## INSTRUCTION
Reproduce the records below verbatim, starting at their first line and ending with the line that contains "xmin=790 ymin=435 xmax=863 ymax=554", including both of those lines.

◇ ◇ ◇ ◇

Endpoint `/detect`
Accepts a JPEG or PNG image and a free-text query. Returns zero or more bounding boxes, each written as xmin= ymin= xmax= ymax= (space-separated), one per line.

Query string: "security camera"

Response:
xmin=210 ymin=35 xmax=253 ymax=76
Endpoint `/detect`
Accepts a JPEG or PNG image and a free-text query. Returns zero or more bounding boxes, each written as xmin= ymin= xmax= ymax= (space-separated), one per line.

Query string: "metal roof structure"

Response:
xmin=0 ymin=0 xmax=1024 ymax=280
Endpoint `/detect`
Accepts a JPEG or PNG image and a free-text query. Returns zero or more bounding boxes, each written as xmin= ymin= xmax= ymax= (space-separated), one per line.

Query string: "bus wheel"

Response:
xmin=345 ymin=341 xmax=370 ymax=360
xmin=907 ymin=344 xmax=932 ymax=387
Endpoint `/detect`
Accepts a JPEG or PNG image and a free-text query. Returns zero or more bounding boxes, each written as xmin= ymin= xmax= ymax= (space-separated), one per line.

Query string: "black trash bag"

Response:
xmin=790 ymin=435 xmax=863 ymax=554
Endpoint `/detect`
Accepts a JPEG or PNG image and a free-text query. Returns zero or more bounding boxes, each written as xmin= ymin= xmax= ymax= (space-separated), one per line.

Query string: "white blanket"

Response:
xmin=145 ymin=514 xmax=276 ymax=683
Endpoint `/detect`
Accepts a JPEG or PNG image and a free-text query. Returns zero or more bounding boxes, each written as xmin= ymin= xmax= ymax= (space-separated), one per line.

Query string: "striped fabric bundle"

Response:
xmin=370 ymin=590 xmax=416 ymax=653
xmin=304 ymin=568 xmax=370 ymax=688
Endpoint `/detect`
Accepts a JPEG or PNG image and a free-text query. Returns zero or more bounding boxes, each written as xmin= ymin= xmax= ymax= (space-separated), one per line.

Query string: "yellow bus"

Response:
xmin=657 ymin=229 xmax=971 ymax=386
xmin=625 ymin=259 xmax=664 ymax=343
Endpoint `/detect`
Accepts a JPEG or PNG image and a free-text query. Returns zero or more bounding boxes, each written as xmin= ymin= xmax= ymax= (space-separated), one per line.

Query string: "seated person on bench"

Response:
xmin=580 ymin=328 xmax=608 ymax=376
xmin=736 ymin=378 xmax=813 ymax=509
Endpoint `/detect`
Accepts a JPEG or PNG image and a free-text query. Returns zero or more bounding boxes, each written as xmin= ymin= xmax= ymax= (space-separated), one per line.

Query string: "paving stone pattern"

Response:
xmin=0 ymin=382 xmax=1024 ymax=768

◇ ◇ ◇ ◇

## RESULT
Endpoint `/detect`
Accepts a JPEG or PNG image and a free-text query. Returns zero or more bounding boxes, each written as xmin= ymin= xmax= ymax= (space-separated), one per line.

Query string: "security camera"

Response:
xmin=210 ymin=35 xmax=253 ymax=76
Endpoint `/detect`
Accepts a JPEG or PNG image and a free-text query. Returns zero or more bounding boxes, each written as xmin= ymin= xmax= ymax= (space-separated), one per line.

Query string: "metal roof structure"

Response:
xmin=0 ymin=0 xmax=1024 ymax=280
Endpoint `/detect`
Accepts a JPEG or PNG image and a free-text query. Returns zero or more bounding boxes, each written as xmin= ymin= xmax= ymax= (space-separated), one per line.

Query string: "bus wheel"

Response:
xmin=345 ymin=341 xmax=370 ymax=360
xmin=907 ymin=344 xmax=932 ymax=387
Endpoint `/detect`
Accepts a JPEG or PNG image and a free-text query. Returns zero or more bounding boxes, each written as xmin= ymin= xmax= ymax= (space-separated), one per line.

Query string: "black trash bag"

Response:
xmin=790 ymin=435 xmax=863 ymax=554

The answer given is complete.